[Data shown]
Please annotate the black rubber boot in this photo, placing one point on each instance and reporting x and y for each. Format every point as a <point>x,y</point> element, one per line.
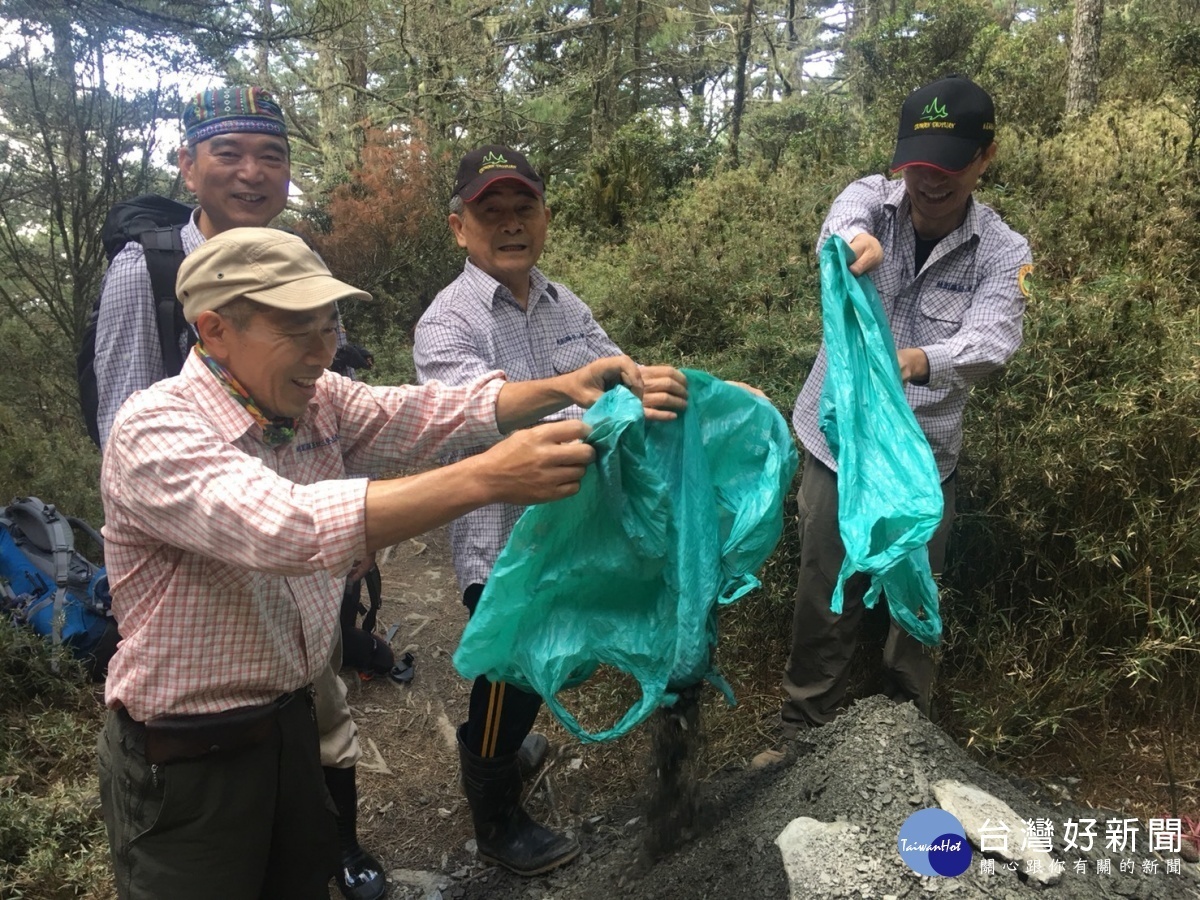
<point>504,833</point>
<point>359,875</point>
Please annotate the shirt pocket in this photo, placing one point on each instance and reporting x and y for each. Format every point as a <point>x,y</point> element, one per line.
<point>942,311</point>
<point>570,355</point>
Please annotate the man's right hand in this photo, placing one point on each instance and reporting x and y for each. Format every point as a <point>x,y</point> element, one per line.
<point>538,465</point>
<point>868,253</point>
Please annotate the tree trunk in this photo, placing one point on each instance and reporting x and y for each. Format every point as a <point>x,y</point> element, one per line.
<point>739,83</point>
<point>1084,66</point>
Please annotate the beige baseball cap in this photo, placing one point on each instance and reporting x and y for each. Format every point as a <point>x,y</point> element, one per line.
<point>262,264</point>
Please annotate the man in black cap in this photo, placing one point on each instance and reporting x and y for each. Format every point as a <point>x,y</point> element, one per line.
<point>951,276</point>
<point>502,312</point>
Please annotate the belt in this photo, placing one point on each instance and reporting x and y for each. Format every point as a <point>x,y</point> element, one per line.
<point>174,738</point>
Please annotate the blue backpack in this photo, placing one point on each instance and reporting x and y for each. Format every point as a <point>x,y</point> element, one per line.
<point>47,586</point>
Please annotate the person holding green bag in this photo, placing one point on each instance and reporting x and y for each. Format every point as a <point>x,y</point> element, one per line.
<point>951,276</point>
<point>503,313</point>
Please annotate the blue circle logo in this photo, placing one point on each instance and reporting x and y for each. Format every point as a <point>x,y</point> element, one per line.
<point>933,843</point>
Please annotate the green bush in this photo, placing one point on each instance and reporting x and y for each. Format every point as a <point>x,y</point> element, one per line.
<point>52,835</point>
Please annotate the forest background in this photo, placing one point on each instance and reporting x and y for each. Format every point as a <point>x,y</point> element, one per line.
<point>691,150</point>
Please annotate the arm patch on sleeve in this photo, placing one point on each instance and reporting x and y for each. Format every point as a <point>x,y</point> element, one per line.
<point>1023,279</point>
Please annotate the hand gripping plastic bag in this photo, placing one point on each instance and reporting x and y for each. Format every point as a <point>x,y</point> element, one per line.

[What you need to do] Copy the items word for word, starting with the line that contains "Please annotate the green" and continuing through the last line of the items.

[Exercise output]
Please annotate the green bush in this photo, placing one point on each instance and reporting x and y for each. Format every point as a <point>x,y</point> element, one per line.
<point>52,835</point>
Please annotate the forest background in this photo, placing one point on each instance and reporting x and y for each. Format every point as a <point>x,y</point> element, one per line.
<point>691,150</point>
Please annotate the arm patch on sleeve in this photo, placing one point on each instance and reporting x and y for each. Format every point as a <point>x,y</point> element, one per line.
<point>1023,279</point>
Please annotate the hand gripping plastic bag in this photo, placing one point on each instance and reporting x and y for each. Format every point as a <point>x,y</point> element, one per line.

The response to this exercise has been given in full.